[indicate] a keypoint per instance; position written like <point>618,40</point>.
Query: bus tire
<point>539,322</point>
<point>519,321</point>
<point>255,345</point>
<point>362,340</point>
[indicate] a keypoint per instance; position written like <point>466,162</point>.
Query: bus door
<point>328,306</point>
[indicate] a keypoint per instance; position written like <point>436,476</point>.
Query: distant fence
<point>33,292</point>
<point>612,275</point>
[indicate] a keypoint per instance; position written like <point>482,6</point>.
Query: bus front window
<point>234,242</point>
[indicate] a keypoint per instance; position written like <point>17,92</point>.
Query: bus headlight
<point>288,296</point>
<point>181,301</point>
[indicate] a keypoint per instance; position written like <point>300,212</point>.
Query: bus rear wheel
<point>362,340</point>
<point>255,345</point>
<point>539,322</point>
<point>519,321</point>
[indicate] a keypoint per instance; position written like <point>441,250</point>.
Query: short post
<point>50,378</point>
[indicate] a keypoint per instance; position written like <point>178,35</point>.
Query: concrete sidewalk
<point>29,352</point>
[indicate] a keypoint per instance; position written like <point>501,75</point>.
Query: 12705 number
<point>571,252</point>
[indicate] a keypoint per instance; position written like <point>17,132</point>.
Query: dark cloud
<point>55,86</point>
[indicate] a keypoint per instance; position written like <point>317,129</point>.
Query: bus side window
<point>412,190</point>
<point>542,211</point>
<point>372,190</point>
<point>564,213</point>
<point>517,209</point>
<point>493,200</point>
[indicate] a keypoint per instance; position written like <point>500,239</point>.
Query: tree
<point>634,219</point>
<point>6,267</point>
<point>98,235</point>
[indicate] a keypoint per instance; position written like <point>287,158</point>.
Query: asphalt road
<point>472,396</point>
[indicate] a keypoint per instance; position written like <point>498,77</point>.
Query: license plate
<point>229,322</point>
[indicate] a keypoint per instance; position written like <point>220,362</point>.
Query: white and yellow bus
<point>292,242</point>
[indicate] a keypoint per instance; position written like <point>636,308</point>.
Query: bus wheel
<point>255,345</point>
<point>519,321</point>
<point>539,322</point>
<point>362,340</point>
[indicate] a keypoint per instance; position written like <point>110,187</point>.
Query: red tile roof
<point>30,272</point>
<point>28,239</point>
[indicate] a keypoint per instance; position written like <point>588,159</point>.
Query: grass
# # # #
● Goal of the exercise
Each line from the one containing "written like <point>220,362</point>." through the end of the entries, both included, is to be returned exactly, with no other lines.

● Full output
[indicate] a keypoint per instance; position written like <point>220,362</point>.
Query: white and yellow bus
<point>292,242</point>
[indicate] a keypoint per instance; position written like <point>636,308</point>.
Query: bus wheel
<point>255,345</point>
<point>519,321</point>
<point>539,322</point>
<point>362,340</point>
[indicate] a keypoint per instance; position written like <point>110,187</point>.
Query: red tile roof
<point>30,272</point>
<point>28,239</point>
[indicate] a keypoint per instance; position written like <point>588,159</point>.
Query: grass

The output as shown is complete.